### [WHAT YOU ARE ASKED TO DO]
Write out each line below precisely, passing over the pictures.

(Beginning of RECORDS FOR THE TASK)

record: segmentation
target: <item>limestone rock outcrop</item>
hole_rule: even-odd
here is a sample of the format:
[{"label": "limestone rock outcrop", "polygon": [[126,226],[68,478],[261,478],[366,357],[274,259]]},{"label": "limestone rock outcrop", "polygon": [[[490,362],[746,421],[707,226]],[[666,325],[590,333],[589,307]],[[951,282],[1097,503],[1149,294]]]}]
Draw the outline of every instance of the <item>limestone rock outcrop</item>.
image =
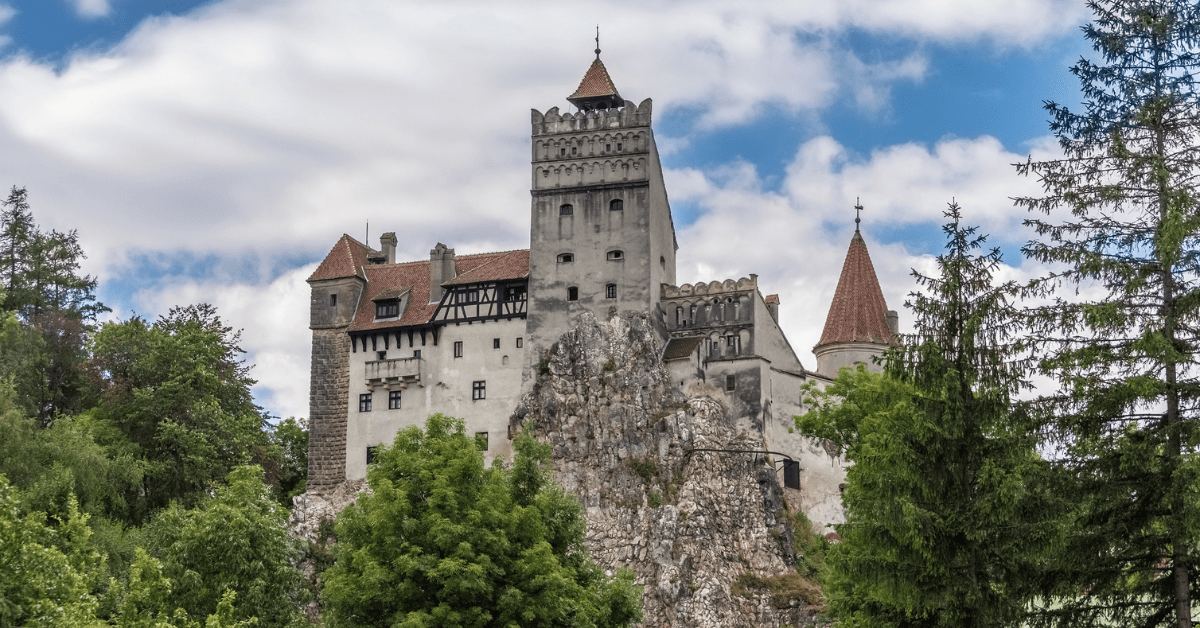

(End of RECORDS FOR THE TASK)

### [ANSWER FOR THE TASK]
record: segmentation
target: <item>limestone rock outcrop</item>
hole_rule: even-odd
here is a sample of the format:
[{"label": "limestone rock outcrop", "polygon": [[126,226],[68,478],[261,478],[366,357],[274,259]]},{"label": "limestone rock outcrop", "polygon": [[[490,362],[746,421],[707,226]],[[666,325],[590,333],[589,307]],[[951,282],[1097,503],[1149,294]]]}]
Draw the outline of every instance of the <item>limestone rock outcrop</item>.
image =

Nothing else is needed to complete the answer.